_ACTIONS TO TAKE_
A. In the case summary about Life Time v. Zurich, how many separate coverage limits did the appellate ruling give Life Time?
B. Recast the paragraph of the case summary about Life Time v. Zurich that begins "Life Time, a national fitness company" as a brief bulleted list that keeps its main facts.

The Minnesota Court of Appeals recently handed policyholders an important win in Life Time, Inc. v. Zurich American Insurance Co., reversing a trial court ruling that had capped coverage under a communicable disease endorsement at the $1 million per occurrence limit. Relying on the express language of the communicable disease coverage at issue, the appellate court held that government shutdown orders—not the COVID-19 pandemic itself—constituted the operative “occurrences” under Life Time’s policy. By interpreting the cause of loss in this way, the court expanded Life Time’s recovery from a single $1 million limit to 29 separate limits, one for each jurisdiction that independently ordered closure of Life Time’s business locations.
The Dispute
Life Time, a national fitness company, purchased a Zurich commercial all-risk insurance policy for the policy period of December 15, 2019, to December 15, 2020. In addition to broad coverages for physical loss and damage to property, the policy provided a stand-alone grant of coverage for “Interruption by Communicable Disease.” This coverage provided up to $1 million per occurrence, without any aggregate limit other than the policy’s full coverage limit of $350 million, when orders regulating communicable disease resulted in the suspension of Life Time’s business activities. In 2020, state and local authorities issued orders shuttering Life Time’s 150 health clubs nationwide. The insurer argued that the totality of Life Time’s claimed loss resulted from the pandemic – a singular “cause” of loss – thus limiting coverage to a single $1 million sublimit. The trial court agreed, awarding summary judgment to Zurich.
The Court’s Decision
The Court of Appeals reversed. It correctly began its analysis with the coverage grant of the policy, which expressly predicated coverage on “order[s] of an authorized governmental agency enforcing any laws or ordinance regulating communicable disease.” Without such an order, there could be no coverage. The court concluded, therefore, that it was government action that triggered coverage under the policy. From that, the court reasoned that Life Time’s losses, which stemmed directly from its closure, were “caused” by each independent order or body of orders. Zurich argued that it was the pandemic that caused Life Time’s loss. The court rejected that argument as being inconsistent with the policy language and requiring it to effectively rewrite the policy.

Point-per-instance localization data:
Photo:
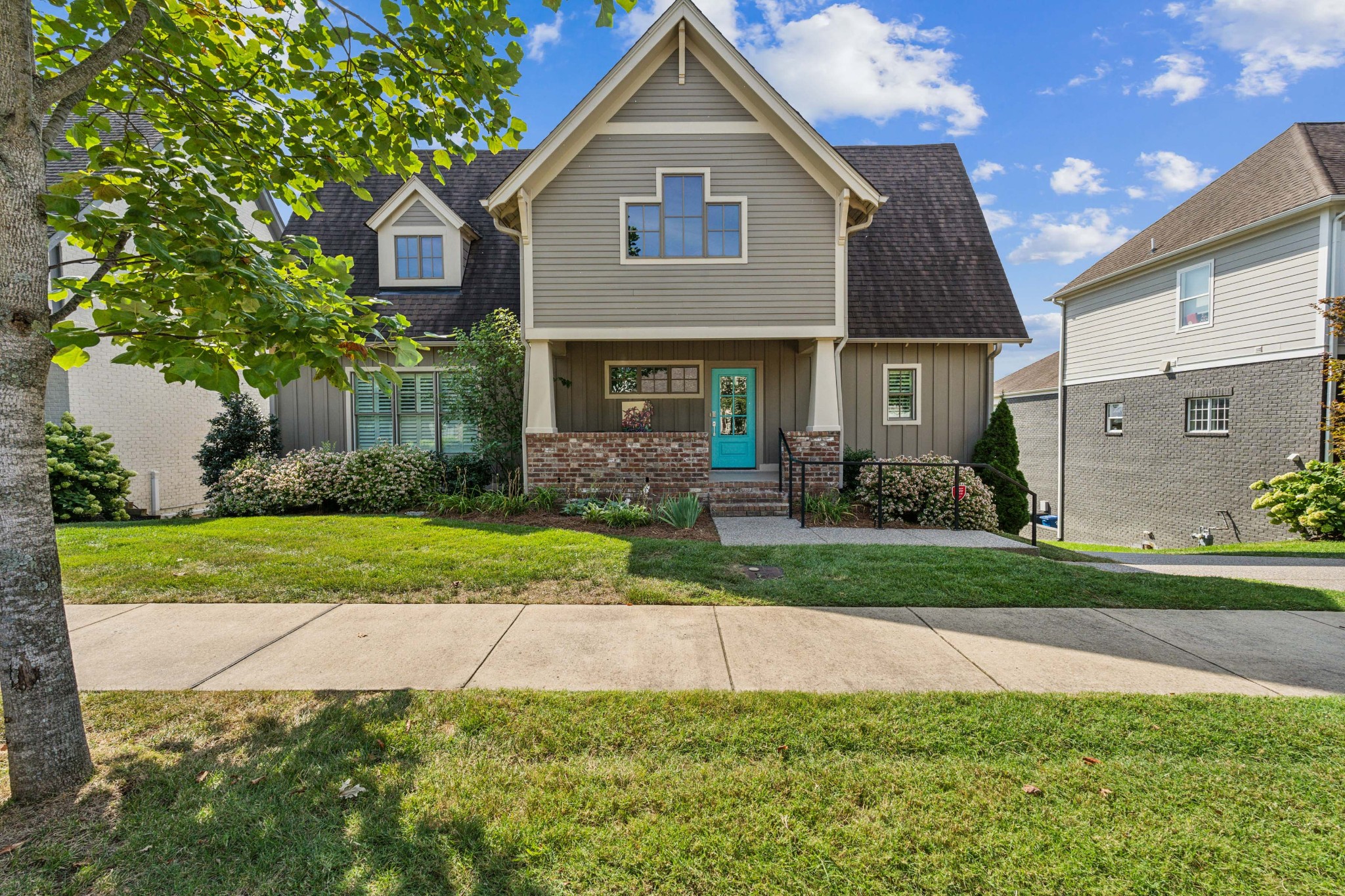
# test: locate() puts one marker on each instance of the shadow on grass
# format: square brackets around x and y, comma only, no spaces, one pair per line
[257,809]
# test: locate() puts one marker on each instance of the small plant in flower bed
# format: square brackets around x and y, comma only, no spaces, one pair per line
[923,495]
[830,508]
[1309,501]
[680,512]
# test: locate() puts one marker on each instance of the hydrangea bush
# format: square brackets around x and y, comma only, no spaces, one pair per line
[87,479]
[923,495]
[1309,501]
[380,480]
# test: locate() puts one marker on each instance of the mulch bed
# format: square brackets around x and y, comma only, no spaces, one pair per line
[703,531]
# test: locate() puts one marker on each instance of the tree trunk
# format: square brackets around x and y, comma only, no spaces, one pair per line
[43,727]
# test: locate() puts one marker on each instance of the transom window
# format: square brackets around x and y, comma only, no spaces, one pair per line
[1193,295]
[1115,417]
[414,414]
[420,257]
[1207,414]
[670,381]
[685,224]
[902,386]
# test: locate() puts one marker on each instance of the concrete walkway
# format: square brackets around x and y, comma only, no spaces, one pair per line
[670,648]
[762,531]
[1304,571]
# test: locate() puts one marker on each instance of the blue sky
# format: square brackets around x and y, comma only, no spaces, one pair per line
[1095,119]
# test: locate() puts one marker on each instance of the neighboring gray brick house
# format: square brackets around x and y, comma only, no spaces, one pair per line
[1192,355]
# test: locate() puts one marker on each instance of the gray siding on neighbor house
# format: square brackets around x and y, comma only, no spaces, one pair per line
[951,394]
[701,98]
[783,382]
[579,278]
[1157,479]
[1264,303]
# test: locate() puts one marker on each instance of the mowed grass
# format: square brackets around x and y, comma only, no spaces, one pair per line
[602,793]
[422,559]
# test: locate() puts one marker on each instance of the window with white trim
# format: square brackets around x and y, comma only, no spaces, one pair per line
[1195,289]
[902,394]
[416,413]
[1207,414]
[1115,417]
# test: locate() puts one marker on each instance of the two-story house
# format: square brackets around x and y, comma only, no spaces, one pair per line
[1191,358]
[685,238]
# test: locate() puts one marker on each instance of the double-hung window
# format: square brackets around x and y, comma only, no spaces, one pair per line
[684,222]
[420,257]
[902,394]
[1195,289]
[417,413]
[1207,416]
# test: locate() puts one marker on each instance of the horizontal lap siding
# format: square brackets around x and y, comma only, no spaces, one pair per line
[579,280]
[1265,289]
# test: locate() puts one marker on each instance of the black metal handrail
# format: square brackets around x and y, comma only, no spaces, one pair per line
[879,516]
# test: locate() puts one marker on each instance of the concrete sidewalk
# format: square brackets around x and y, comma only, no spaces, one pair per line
[674,648]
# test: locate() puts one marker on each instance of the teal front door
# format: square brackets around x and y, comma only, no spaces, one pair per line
[734,418]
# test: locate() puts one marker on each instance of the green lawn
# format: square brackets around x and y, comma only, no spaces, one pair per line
[1246,548]
[523,793]
[422,559]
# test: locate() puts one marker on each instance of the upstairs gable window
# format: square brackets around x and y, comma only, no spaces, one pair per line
[420,257]
[684,222]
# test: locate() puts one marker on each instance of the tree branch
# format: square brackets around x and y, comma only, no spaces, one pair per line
[82,74]
[69,307]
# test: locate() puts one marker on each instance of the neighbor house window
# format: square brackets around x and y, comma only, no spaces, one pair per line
[420,257]
[1193,295]
[414,414]
[902,385]
[686,223]
[1207,414]
[1115,417]
[663,381]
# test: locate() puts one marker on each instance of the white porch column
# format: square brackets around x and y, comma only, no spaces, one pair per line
[824,403]
[541,393]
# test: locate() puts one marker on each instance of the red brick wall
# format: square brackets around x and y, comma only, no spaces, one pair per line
[670,463]
[814,446]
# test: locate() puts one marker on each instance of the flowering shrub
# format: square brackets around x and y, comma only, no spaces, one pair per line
[923,495]
[85,476]
[377,480]
[1309,501]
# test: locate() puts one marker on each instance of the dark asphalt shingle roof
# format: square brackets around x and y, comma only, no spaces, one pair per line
[1039,375]
[925,269]
[1302,164]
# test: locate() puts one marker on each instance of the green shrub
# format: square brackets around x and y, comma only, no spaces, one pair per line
[680,512]
[1309,501]
[830,508]
[237,433]
[88,481]
[998,446]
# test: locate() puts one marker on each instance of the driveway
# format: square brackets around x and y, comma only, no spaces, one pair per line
[1302,571]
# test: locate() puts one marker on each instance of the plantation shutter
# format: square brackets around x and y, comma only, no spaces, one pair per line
[373,416]
[456,436]
[416,410]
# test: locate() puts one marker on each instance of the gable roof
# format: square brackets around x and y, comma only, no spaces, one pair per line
[1034,378]
[1302,165]
[927,268]
[682,19]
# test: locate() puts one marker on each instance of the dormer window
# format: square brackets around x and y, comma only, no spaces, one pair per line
[420,257]
[684,223]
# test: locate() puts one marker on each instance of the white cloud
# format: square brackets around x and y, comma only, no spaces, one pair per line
[1174,174]
[541,37]
[1066,241]
[1275,41]
[1185,78]
[986,169]
[1078,177]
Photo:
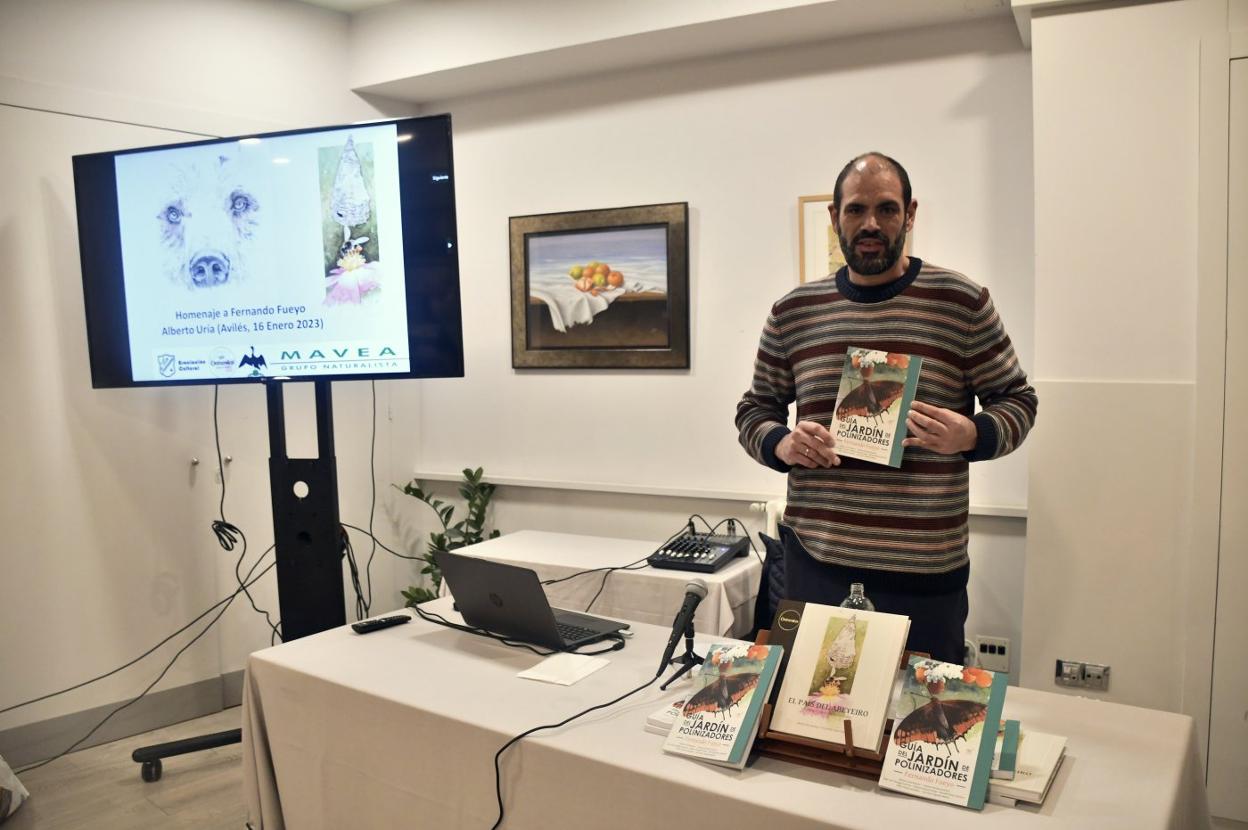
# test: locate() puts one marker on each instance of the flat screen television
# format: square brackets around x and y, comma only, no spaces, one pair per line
[326,253]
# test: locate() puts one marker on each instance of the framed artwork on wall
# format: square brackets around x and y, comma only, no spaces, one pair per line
[602,288]
[819,251]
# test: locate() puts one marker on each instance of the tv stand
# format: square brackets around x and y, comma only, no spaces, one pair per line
[307,536]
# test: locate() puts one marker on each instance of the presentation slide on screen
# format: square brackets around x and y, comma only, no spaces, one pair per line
[265,257]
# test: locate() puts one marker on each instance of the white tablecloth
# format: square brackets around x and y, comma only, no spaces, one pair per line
[647,595]
[399,728]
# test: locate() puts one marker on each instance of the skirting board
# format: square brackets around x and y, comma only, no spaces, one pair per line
[36,742]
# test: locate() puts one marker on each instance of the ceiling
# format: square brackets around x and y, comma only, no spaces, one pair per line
[347,5]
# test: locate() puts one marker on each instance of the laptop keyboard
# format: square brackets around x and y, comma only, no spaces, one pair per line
[572,633]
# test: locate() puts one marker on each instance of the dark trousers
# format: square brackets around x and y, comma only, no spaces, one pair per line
[936,620]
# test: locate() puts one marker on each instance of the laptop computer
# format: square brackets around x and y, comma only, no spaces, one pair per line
[509,600]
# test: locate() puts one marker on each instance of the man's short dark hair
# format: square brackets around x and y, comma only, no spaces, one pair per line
[892,162]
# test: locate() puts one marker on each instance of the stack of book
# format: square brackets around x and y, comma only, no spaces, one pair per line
[1026,773]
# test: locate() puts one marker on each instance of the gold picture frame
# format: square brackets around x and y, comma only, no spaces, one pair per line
[637,317]
[819,252]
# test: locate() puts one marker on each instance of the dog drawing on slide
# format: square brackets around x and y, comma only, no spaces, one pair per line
[209,224]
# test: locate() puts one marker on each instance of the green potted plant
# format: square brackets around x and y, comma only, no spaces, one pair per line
[471,529]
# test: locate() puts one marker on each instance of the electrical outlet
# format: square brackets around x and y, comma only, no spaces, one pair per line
[1086,675]
[994,653]
[1096,677]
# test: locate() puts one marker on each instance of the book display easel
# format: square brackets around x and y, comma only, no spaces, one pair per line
[843,758]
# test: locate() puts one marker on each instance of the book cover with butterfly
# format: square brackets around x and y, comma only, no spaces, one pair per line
[872,401]
[840,669]
[941,745]
[720,717]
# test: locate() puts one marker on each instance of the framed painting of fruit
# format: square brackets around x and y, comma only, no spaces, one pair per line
[602,288]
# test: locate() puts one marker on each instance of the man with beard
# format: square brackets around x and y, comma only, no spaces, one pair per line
[900,532]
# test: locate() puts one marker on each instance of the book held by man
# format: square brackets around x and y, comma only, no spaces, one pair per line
[872,402]
[719,719]
[840,669]
[941,747]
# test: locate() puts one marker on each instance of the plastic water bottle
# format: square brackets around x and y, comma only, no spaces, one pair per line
[856,599]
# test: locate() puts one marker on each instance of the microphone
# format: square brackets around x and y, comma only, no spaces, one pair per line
[695,590]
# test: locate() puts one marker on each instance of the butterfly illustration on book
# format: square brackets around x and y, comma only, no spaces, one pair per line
[940,722]
[872,398]
[721,694]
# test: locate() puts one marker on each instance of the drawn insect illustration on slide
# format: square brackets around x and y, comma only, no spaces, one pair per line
[872,398]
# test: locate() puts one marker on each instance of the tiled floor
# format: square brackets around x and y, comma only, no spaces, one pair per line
[100,788]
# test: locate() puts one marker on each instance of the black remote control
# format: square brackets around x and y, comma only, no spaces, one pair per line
[366,625]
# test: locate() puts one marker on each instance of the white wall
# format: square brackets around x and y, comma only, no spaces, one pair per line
[1110,536]
[107,522]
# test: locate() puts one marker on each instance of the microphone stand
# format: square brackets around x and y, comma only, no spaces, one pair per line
[688,660]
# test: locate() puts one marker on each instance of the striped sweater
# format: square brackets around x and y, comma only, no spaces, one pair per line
[866,517]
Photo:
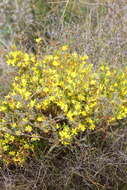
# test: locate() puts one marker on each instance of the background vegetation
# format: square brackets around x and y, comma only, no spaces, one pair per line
[97,28]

_EXERCISE ANSWERS_
A. 29 separate limits, one for each jurisdiction that independently ordered closure of Life Time's business locations.

B.
- Life Time, a national fitness company, bought a Zurich commercial all-risk policy for December 15, 2019, to December 15, 2020.
- Besides property loss and damage coverage, the policy included a stand-alone "Interruption by Communicable Disease" coverage.
- That coverage paid up to $1 million per occurrence when orders regulating communicable disease suspended Life Time's business. Its only aggregate limit was the policy's full $350 million limit.
- In 2020, state and local orders closed Life Time's 150 health clubs nationwide.
- Zurich argued the pandemic was a single cause of loss, limiting coverage to one $1 million sublimit.
- The trial court agreed and granted Zurich summary judgment.